*EXTRAIT DU DOCUMENT*

# # #

Depuis des décennies, les femmes nous disent que la garde des enfants est essentielle. Mais le prix élevé des garderies a toujours été l’un des plus grands obstacles à la mise en place d’un système de garde d’enfants abordable et accessible, et il représente aujourd’hui le deuxième coût le plus important pour les parents après le logement. Parfois, la garde d’enfants est encore plus coûteuse qu’une hypothèque. Les familles de Toronto peuvent payer jusqu’à 21 000 $ par an pour un nourrisson, ou 14 500 $ par an pour un jeune enfant, et de nombreuses familles paient beaucoup plus. Le manque de places disponibles dans les garderies constitue un autre défi. À Toronto, l’année dernière, il y avait 109 105 enfants de moins de quatre ans, mais seulement 46 050 places de garderie agréées pour ce groupe d’âge.

# # #

*DONNÉES RÉPERTORIÉES*
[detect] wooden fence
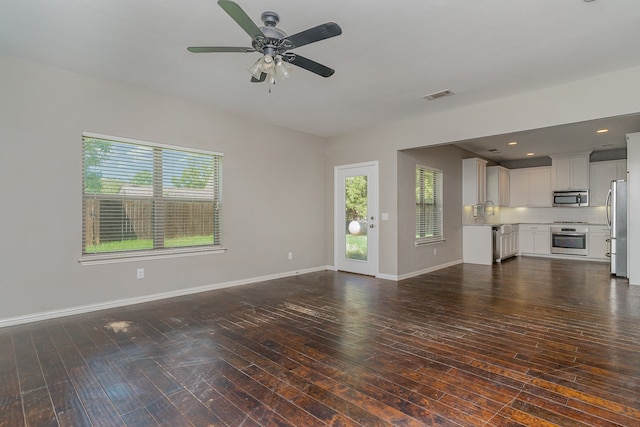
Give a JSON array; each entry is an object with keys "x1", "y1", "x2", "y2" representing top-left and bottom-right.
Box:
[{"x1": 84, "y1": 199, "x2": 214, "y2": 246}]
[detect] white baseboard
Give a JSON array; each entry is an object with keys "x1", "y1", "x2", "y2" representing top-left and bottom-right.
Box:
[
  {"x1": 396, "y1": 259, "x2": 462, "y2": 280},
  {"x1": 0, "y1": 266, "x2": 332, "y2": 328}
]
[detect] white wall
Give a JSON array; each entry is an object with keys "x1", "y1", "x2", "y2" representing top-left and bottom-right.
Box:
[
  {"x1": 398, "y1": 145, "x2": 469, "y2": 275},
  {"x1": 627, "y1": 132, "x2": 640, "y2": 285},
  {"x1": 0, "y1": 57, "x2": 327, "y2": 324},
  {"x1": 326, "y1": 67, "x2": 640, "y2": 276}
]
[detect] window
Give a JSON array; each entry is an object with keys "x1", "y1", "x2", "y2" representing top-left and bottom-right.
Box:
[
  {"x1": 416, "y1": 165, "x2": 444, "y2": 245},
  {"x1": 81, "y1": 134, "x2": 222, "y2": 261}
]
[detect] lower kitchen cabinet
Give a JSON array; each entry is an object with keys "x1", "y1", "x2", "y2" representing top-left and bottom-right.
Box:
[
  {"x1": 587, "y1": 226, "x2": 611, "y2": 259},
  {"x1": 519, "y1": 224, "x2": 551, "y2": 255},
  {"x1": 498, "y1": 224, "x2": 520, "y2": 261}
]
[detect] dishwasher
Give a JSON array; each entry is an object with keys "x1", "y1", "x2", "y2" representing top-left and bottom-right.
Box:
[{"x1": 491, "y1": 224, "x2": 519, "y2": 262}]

# # #

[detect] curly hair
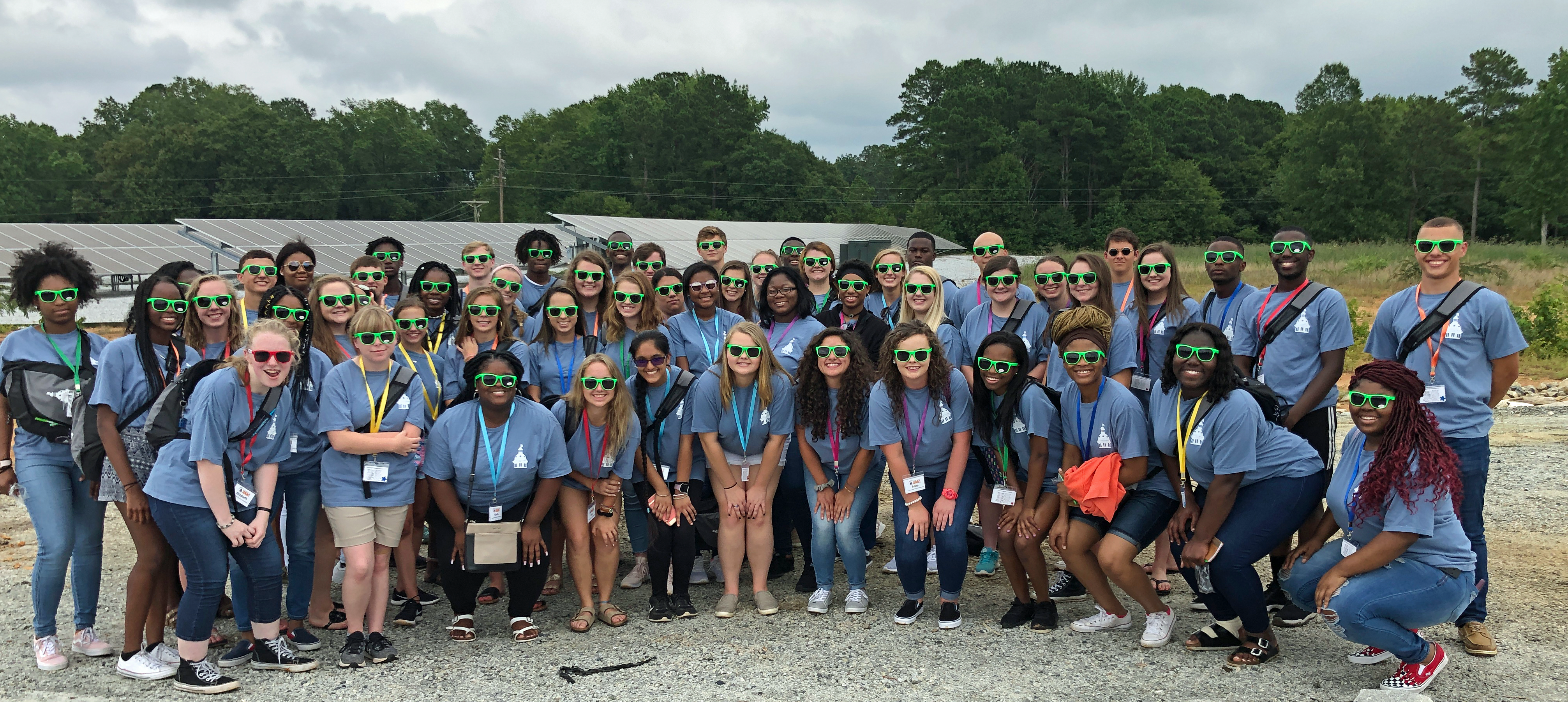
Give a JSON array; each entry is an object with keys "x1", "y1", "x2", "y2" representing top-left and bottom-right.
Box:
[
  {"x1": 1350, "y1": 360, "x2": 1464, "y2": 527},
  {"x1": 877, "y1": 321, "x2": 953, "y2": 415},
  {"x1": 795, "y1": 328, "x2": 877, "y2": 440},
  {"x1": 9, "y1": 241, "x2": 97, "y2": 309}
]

# # #

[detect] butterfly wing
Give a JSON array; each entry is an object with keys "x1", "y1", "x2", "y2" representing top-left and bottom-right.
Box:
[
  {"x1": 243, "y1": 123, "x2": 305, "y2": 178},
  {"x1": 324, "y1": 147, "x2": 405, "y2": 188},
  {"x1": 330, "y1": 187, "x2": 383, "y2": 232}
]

# # #

Recopiez sans rien changer le passage du texte sur le coût des garderies, en commençant aux mots « Depuis des décennies, les » et en vous arrêtant après « ce groupe d’âge. ». Les données ne jouent aucun rôle ici.

*RÉPONSE RÉDIGÉE*
Depuis des décennies, les femmes nous disent que la garde des enfants est essentielle. Mais le prix élevé des garderies a toujours été l’un des plus grands obstacles à la mise en place d’un système de garde d’enfants abordable et accessible, et il représente aujourd’hui le deuxième coût le plus important pour les parents après le logement. Parfois, la garde d’enfants est encore plus coûteuse qu’une hypothèque. Les familles de Toronto peuvent payer jusqu’à 21 000 $ par an pour un nourrisson, ou 14 500 $ par an pour un jeune enfant, et de nombreuses familles paient beaucoup plus. Le manque de places disponibles dans les garderies constitue un autre défi. À Toronto, l’année dernière, il y avait 109 105 enfants de moins de quatre ans, mais seulement 46 050 places de garderie agréées pour ce groupe d’âge.